◆ **DATA ROWS**
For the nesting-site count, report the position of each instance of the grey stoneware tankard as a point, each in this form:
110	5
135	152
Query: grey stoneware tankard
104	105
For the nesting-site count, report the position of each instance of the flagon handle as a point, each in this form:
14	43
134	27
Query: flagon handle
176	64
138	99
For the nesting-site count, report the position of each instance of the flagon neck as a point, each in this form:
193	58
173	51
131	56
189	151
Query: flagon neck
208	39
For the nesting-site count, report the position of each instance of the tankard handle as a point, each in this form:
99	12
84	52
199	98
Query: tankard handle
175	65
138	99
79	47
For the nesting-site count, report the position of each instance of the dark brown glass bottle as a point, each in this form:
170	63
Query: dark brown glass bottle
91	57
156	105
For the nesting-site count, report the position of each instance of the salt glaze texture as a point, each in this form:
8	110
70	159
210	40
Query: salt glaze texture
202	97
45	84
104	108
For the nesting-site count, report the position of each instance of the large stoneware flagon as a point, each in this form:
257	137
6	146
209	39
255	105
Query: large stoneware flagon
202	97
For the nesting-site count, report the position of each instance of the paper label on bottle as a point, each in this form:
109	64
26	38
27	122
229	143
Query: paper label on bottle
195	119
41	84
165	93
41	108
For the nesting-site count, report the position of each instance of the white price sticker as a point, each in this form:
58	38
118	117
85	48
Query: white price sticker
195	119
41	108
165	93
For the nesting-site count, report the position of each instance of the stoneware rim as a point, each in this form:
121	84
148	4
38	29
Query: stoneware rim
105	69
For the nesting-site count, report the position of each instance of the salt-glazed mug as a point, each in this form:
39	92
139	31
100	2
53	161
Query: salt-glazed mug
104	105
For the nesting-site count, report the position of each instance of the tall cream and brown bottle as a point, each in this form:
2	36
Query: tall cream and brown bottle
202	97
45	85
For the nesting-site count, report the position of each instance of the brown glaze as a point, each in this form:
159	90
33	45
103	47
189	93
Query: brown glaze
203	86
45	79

◆ **GIVEN REQUEST**
Can you convert all of the data above into a Markdown table with the columns "Row" and "Data line", numbering each row and leaving out blank lines?

◆ **WRITTEN REPLY**
| Row | Data line |
|---|---|
| 1 | For the nesting-site count, report the position of each instance of the grey stoneware tankard as a point, each in this form: |
| 2 | 110	5 |
| 3 | 135	152 |
| 4 | Query: grey stoneware tankard |
| 5 | 104	105 |
| 6 | For the nesting-site count, report the position of each instance of the flagon handle as a point, each in this form: |
| 7 | 14	43 |
| 8 | 134	27 |
| 9 | Query: flagon handle |
| 10 | 176	64 |
| 11 | 138	99 |
| 12 | For the nesting-site count, report the position of each instance of the flagon neck as a point, each in this form: |
| 13 | 193	58 |
| 14 | 173	51 |
| 15 | 131	56 |
| 16 | 189	151 |
| 17 | Query: flagon neck |
| 18 | 208	39 |
| 19 | For the nesting-site count, report the position of each instance of the tankard handle as a point, each in this form: |
| 20 | 99	12 |
| 21 | 84	52 |
| 22 | 199	98 |
| 23 | Query: tankard handle |
| 24 | 175	65 |
| 25 | 138	99 |
| 26 | 79	47 |
| 27 | For the nesting-site count, report the position of each instance of the dark brown glass bottle as a point, each in this form: |
| 28 | 170	63 |
| 29 | Query: dark brown glass bottle |
| 30 | 91	57 |
| 31 | 156	105 |
| 32 | For the nesting-site count, report the position of each instance of the salt glaze texture as a point, each in this form: |
| 33 | 8	110 |
| 34 | 70	159 |
| 35 | 210	40 |
| 36 | Query: salt glaze texture |
| 37 | 202	97 |
| 38 | 45	84 |
| 39 | 104	108 |
| 40 | For the nesting-site count, report the position of each instance of the large stoneware flagon as a point, each in this form: |
| 41 | 257	137 |
| 42 | 6	146 |
| 43 | 209	39 |
| 44 | 255	105 |
| 45 | Query: large stoneware flagon |
| 46 | 202	97 |
| 47 | For the nesting-site count, report the position of each instance of the paper label on bottle as a point, each in this form: |
| 48 | 109	64 |
| 49 | 26	38 |
| 50 | 27	122 |
| 51 | 229	143 |
| 52 | Query: paper label on bottle |
| 53 | 195	119 |
| 54 | 41	84 |
| 55 | 165	93 |
| 56 | 41	108 |
| 57 | For the nesting-site count, report the position of each instance of the white price sticker as a point, each in this form: |
| 58 | 58	38 |
| 59 | 118	117 |
| 60 | 85	48 |
| 61 | Query: white price sticker |
| 62 | 195	119 |
| 63 | 41	108 |
| 64 | 165	93 |
| 65 | For the nesting-site count, report the position of each instance of the stoneware rim as a point, each in this form: |
| 66 | 121	84 |
| 67 | 148	4 |
| 68 | 38	29 |
| 69 | Query: stoneware rim |
| 70 | 105	69 |
| 71 | For the nesting-site count, report the position of each instance of the salt-glazed mug as a point, each in this form: |
| 72 | 39	92 |
| 73 | 139	31 |
| 74 | 100	2 |
| 75 | 53	161 |
| 76 | Query: salt-glazed mug |
| 77 | 104	105 |
| 78 | For the nesting-site count, report the position of each instance of the tall cream and brown bottle as a point, each in this form: |
| 79 | 2	36 |
| 80 | Query: tall cream and brown bottle |
| 81 | 202	97 |
| 82 | 45	85 |
| 83 | For the nesting-site count, report the position of each instance of the brown glaze as a point, each in this form: |
| 84 | 159	90 |
| 85 | 33	45 |
| 86 | 103	47 |
| 87 | 189	93 |
| 88 | Query: brown glaze |
| 89 | 203	86 |
| 90 | 45	79 |